Tarea a realizar: Localiza en los registros que siguen todas las líneas que contienen la cadena "positive" y cópialas.

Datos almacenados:
%%

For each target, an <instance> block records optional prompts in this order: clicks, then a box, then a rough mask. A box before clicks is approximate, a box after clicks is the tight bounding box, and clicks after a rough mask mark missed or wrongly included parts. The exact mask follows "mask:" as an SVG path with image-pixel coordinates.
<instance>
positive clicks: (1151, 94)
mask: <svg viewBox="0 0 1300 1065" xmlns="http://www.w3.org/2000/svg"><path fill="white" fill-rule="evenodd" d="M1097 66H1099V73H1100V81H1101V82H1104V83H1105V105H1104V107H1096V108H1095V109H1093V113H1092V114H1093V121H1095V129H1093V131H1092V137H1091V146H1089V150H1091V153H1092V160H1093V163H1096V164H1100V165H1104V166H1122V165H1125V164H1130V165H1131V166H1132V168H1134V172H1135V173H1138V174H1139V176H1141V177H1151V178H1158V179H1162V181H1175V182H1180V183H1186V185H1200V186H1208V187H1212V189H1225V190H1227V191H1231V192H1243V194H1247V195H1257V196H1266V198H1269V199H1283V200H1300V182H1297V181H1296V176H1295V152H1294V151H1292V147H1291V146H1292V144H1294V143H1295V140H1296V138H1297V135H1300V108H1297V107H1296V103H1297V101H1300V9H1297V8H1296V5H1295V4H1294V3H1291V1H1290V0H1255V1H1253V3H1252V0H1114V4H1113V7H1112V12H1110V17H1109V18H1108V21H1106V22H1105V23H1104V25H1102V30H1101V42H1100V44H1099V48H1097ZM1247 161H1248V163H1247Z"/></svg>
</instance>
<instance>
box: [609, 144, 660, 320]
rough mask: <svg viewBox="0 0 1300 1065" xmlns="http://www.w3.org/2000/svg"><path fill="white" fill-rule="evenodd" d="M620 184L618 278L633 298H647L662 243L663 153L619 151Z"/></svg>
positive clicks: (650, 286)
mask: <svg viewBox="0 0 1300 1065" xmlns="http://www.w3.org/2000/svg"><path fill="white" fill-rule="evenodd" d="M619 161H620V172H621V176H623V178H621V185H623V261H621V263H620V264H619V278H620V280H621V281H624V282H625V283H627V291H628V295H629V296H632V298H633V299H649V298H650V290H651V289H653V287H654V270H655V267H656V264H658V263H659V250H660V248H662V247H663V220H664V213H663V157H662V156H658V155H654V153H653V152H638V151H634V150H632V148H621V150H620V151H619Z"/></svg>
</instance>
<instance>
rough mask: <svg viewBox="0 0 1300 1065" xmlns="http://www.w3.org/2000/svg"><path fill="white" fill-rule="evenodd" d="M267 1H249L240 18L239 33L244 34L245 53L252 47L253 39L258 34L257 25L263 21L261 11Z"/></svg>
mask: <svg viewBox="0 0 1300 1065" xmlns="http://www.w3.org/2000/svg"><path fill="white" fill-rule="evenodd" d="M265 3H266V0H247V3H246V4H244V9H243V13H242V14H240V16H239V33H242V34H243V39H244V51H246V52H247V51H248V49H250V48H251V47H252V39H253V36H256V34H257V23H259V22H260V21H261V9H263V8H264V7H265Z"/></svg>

%%

Problema resuelto:
positive clicks: (1151, 94)
positive clicks: (650, 286)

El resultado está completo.